TASK STATEMENT
Each of the entries should be retyped precisely as it appears.
-- start of MATERIAL --
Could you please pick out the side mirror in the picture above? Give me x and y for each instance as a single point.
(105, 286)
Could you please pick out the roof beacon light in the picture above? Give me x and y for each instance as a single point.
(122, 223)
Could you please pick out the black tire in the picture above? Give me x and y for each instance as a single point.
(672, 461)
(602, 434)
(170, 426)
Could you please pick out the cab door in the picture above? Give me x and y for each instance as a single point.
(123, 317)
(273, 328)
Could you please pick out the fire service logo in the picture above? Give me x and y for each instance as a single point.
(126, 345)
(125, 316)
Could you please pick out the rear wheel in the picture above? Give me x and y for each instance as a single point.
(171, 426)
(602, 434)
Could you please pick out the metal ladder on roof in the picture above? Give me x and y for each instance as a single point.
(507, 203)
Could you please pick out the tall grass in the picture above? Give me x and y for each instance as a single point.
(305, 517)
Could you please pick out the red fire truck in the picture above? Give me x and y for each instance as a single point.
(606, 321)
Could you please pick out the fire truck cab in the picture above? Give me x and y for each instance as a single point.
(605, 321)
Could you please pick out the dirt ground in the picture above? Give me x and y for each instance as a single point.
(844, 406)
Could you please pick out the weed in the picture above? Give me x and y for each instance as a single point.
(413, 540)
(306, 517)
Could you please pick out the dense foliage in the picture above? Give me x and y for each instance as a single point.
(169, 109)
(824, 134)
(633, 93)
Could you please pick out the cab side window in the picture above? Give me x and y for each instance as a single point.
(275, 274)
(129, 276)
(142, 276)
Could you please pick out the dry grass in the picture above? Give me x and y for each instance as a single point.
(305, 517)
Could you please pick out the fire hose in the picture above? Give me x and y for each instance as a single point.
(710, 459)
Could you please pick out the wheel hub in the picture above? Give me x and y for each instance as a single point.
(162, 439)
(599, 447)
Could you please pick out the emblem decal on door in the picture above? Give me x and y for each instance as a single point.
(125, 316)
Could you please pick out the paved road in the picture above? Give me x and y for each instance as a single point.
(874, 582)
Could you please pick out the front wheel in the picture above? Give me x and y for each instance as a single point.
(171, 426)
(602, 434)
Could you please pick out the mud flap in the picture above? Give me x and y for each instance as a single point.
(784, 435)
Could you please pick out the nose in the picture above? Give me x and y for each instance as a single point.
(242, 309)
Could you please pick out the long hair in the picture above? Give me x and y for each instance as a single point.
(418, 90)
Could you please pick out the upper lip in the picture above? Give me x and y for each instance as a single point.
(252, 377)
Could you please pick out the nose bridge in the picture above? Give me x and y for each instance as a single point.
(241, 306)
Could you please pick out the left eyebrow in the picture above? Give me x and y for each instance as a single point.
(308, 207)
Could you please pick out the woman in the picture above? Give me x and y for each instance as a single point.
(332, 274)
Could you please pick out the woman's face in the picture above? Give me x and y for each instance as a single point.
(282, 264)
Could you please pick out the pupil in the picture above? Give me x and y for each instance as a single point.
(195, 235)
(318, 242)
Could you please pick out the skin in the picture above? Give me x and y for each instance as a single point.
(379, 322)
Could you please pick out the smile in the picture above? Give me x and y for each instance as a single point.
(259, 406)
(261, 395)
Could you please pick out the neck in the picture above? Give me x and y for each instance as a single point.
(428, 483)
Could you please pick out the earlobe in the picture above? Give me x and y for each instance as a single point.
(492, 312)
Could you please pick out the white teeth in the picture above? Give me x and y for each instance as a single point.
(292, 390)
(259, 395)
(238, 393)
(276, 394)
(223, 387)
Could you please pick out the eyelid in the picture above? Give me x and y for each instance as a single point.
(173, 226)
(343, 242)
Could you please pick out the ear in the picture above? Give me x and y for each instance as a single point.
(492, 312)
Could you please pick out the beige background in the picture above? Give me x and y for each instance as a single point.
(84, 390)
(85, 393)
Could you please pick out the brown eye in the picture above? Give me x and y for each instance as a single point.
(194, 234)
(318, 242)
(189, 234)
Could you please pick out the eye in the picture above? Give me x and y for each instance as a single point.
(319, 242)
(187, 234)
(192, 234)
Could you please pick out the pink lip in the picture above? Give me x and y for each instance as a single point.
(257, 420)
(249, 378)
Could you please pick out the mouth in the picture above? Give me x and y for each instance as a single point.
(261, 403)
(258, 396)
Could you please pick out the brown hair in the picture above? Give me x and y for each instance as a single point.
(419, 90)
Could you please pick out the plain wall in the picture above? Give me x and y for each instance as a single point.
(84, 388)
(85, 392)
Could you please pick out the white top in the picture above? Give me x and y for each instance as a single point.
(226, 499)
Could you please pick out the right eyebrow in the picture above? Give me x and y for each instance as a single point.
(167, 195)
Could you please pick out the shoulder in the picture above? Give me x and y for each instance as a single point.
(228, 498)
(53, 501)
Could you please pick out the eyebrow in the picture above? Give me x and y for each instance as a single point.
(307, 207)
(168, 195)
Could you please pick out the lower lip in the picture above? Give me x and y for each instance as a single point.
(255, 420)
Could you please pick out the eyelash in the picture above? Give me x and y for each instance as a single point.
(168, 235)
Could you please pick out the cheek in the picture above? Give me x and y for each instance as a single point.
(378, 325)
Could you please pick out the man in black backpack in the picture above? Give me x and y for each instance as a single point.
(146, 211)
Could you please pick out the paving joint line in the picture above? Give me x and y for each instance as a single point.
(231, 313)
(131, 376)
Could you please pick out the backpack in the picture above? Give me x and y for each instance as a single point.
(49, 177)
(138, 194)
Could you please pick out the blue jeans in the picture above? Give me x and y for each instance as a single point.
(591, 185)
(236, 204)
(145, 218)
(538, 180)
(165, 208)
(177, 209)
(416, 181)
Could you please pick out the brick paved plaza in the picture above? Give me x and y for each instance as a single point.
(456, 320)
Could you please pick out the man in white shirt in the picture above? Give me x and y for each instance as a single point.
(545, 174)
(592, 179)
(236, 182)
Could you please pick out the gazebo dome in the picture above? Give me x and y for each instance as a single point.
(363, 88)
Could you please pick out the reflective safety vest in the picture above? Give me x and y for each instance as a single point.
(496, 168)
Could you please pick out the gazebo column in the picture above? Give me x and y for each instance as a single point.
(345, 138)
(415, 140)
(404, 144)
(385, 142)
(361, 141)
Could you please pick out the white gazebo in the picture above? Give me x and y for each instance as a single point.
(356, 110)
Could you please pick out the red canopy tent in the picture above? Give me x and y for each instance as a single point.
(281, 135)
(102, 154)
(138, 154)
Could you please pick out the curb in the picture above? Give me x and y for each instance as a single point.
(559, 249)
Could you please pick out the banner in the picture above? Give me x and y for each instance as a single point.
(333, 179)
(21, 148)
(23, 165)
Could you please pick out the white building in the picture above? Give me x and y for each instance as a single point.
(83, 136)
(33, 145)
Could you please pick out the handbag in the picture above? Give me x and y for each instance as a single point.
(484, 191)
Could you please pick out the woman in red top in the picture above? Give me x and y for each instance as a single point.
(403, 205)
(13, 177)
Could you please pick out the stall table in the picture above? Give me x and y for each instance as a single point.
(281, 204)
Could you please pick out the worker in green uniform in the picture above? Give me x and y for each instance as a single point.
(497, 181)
-- end of MATERIAL --
WRITTEN RESPONSE
Could you please pick out the side mirror in the picture above? Give me x and y for each instance as a single point.
(105, 286)
Could you please pick out the roof beacon light in the picture above? Give me x and y for each instance as a single point.
(122, 223)
Could you please pick out the black tire in the picture above? Give me x and y for each instance as a single point.
(672, 461)
(602, 434)
(170, 426)
Could you please pick out the cab door in the picture above? Give me x and y for each instance as a single point.
(123, 317)
(273, 328)
Could you please pick out the fire service logo in the picture above? Give me x and y for each instance as a single point.
(126, 345)
(125, 316)
Could you please pick out the rear wheel in the picture above? Give me x and y for each instance as a single point.
(171, 426)
(602, 434)
Could you please pick out the metal ladder on roof in the picture above? Give me x and y for each instance as a single point.
(507, 203)
Could you please pick out the tall grass in the picture above? Give me x and y for each instance as a single point.
(305, 517)
Could you please pick out the red fire truck in the picture above? Give me x and y for each instance as a single point.
(606, 321)
Could you please pick out the fire truck cab in the picture above? Give me x and y for each instance as a single point.
(605, 321)
Could you please pick out the dirt ground in the picture above? Give me x and y for each instance as a single point.
(844, 406)
Could you please pick out the weed in the picture above? Give me x and y for each instance as a single point.
(413, 540)
(306, 517)
Could you please pick out the dense foliage in the picture above? Give me x and y for each instance as a single point.
(169, 109)
(824, 134)
(633, 93)
Could you please pick out the cab side window in the picture above? Give me x and y for each instance as a single point.
(275, 274)
(129, 276)
(142, 276)
Could you please pick out the dry grass in the picture above? Give me x and y for each instance as a single point.
(305, 517)
Could you please pick out the fire hose in the picture above? Give me x and y for each instance as a single point.
(710, 459)
Could you please pick out the wheel hub in the picture above? Give me x and y for each instance as a single point.
(162, 439)
(599, 447)
Could you please pick out the emblem decal on door in the picture above? Give me x and y for each instance as a single point.
(125, 316)
Could you please pick out the paved road in the picture above? Give me x and y for each instance as a single point.
(874, 582)
Could you please pick out the front wheel in the picture above? Give me x and y for each instance as a single point.
(171, 426)
(602, 434)
Could you please pick out the mud flap in the picture above? Give me x and y for each instance as a single point.
(784, 435)
Could you please pick out the nose in the picture above? Give me x and y for each instance as a single point.
(242, 309)
Could you please pick out the long hair in the picture above? Give me x and y for each instance as a single point.
(418, 90)
Could you please pick out the upper lip in the picture above? Give me x and y for each instance as a single point.
(252, 377)
Could you please pick out the nose bridge in the picture above? Give me x and y for each instance as a single point.
(241, 306)
Could you please pick out the left eyebrow in the picture above? Give me x and y for each instance as a single point.
(308, 207)
Could you please pick out the woman in the picture above? Give me x and y for each instance as a single point.
(332, 274)
Could you please pick out the woman's face in the picture above? Give me x and y for each instance as a single point.
(282, 264)
Could you please pick out the pupil in the picture above? Give me x and y for each instance as a single point.
(195, 235)
(318, 242)
Could you please pick out the skin in the picture above? Give me x and y for each instance as a single point.
(379, 322)
Could you please pick out the smile in the picture above? Give me x and y for each instance as a single point.
(259, 406)
(261, 395)
Could you please pick out the neck in the picture above? Give me x and y for each instance as a single point.
(428, 483)
Could you please pick out the earlobe in the picture above? Give me x and y for each instance as a single point.
(492, 312)
Could you please pick out the white teeth in the picture above? Give me x and y for each instance as a single point.
(292, 390)
(259, 395)
(238, 393)
(276, 394)
(223, 387)
Could you please pick out the eyelid in the picture above? Give me x and y for each instance as a single point.
(173, 226)
(343, 242)
Could you please pick out the ear in the picture above? Give me x and y for each instance as a single point.
(492, 312)
Could you please pick out the beige background in the picture above? Give me x and y for each instance as a single point.
(84, 390)
(85, 393)
Could you please pick out the brown eye in the picture above? Give me x and y for each instance as a single point.
(194, 234)
(318, 242)
(189, 234)
Could you please pick out the eye in the picture above? Give me x and y for each instance as a single point.
(319, 242)
(187, 234)
(192, 234)
Could you please pick out the pink lip in the picture above? Give me x and y for each instance as a single point.
(257, 420)
(249, 378)
Could you please pick out the mouth in the picture above? Give me x and y for each instance as a single point.
(261, 403)
(258, 396)
Could you please pick out the brown hair in the picture above? Give me x and y for each instance as a single point.
(419, 90)
Could you please pick out the plain wall in the picture above? Give me x and y for each instance as a single point.
(84, 388)
(85, 392)
Could you please pick out the white top in the picture above? Give me x and y for each instance as a single point.
(226, 499)
Could you please pick out the right eyebrow in the picture above? Give me x and y for each instance as a single point.
(167, 195)
Could you please pick out the shoulder in the picture above? Give me x and y for each instance as a single point.
(228, 498)
(53, 501)
Could you please pick out the eyebrow in the picture above? Give me x and y for each instance as a single point.
(307, 207)
(168, 195)
Could you please pick out the lower lip in the picture above? Give me x and y for each instance as a single point.
(255, 420)
Could you please pick out the eyelash in the picture above? Give me x and y for each instance as a single point.
(168, 235)
Could you please pick out the cheek in the picture above? Give me x and y for each instance as a single point.
(378, 325)
Could you please pick out the man in black backpack in the picture above? Give me x and y for each instance as a single point.
(146, 211)
Could you please pick out the paving joint line in the picture above? Give me x and y for each instance as a single point.
(231, 313)
(131, 376)
Could you please pick out the backpack in the picture above? Give me x and y for each instance as a single point.
(49, 177)
(138, 194)
Could you please pick out the blue jeans in the picture above? Give me x and y for each instance as a single point.
(591, 185)
(236, 204)
(145, 218)
(538, 180)
(165, 208)
(177, 209)
(416, 181)
Could you please pick out the brick paved plaza in the picture above? Give me x and y for each instance as a single point.
(456, 320)
Could you please pick out the man in white shirt in the picture above? Give me x and y for each instance as a single point.
(545, 174)
(592, 179)
(236, 182)
Could you please pick out the gazebo dome in the picture above? Give me x and y for each instance as a single point.
(363, 88)
Could you please pick out the reflective safety vest in the picture above? Give me x and y for each instance as a single point.
(496, 168)
Could you please pick out the gazebo column in the picture above? Give me x and y for each instance as a single point.
(345, 138)
(415, 140)
(404, 144)
(385, 142)
(361, 141)
Could you please pick out the white gazebo in the picture above? Give me x and y for each instance as a single point.
(356, 110)
Could you please pick out the red canopy tent in the picture above? Give me x and y for each instance as a single point.
(281, 135)
(102, 154)
(138, 154)
Could you please pick out the curb in the picture above? Give me x and y for each instance as a single point.
(559, 249)
Could you please pick out the banner in the picture above? Give me x and y for each instance as a single point.
(333, 179)
(21, 148)
(23, 165)
Could you please pick out the white building in the picture above? Give me x and y for each instance as a single point.
(83, 136)
(33, 145)
Could you please pick out the handbag in the picture above? Give me x and y for each instance as a single point.
(484, 191)
Could you please pick out the woman in red top in the picture above? Give me x and y for each instance as a single point.
(403, 205)
(13, 177)
Could you please pick out the stall table in the picture above? Give me x and y for each instance as a single point.
(281, 204)
Could you please pick out the worker in green uniform in the picture above? Give me x and y for each instance as a single point.
(497, 181)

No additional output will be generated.